RECORDS SHOWN =
┄┄┄┄┄┄┄┄┄┄┄┄┄┄┄┄┄┄┄┄
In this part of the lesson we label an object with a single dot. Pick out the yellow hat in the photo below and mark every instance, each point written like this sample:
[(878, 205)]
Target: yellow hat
┄┄┄┄┄┄┄┄┄┄┄┄┄┄┄┄┄┄┄┄
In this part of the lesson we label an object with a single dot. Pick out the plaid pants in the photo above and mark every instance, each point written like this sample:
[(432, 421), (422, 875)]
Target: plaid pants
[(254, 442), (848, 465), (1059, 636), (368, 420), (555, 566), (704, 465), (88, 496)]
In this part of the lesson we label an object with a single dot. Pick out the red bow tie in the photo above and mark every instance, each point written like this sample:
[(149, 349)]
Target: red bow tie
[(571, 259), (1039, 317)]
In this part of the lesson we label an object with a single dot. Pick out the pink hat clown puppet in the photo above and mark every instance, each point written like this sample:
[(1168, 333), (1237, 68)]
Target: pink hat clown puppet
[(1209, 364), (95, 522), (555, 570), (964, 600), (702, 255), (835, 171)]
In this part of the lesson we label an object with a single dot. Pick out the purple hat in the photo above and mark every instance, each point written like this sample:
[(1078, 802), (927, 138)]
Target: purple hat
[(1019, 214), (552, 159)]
┄┄┄┄┄┄┄┄┄┄┄┄┄┄┄┄┄┄┄┄
THE EXERCISE = Show every line of the records that contains the word "Pick", copied in full.

FULL OUTPUT =
In this part of the lesson we label an object with a single dot. Pick out the yellow hat in the photo below and mark every instance, each point written like this sample:
In this part of the lesson we label an object with a single dot. Pick out the plaid pants in the photo above and mark every instance, each point written like this sample:
In this part of the lesson we label an object with a single dot. Pick out the red bow tie in the photo above and mark every instance, each point written like this sample:
In this part of the lesson we label an object with a single dot. Pick out the pink hat clown puppet in the photo above and mark every instance, each point written like this sample:
In this part of the lesson we label an object with a single dot. Pick out the purple hat in the photo above and mark every instance, each point written like this sample:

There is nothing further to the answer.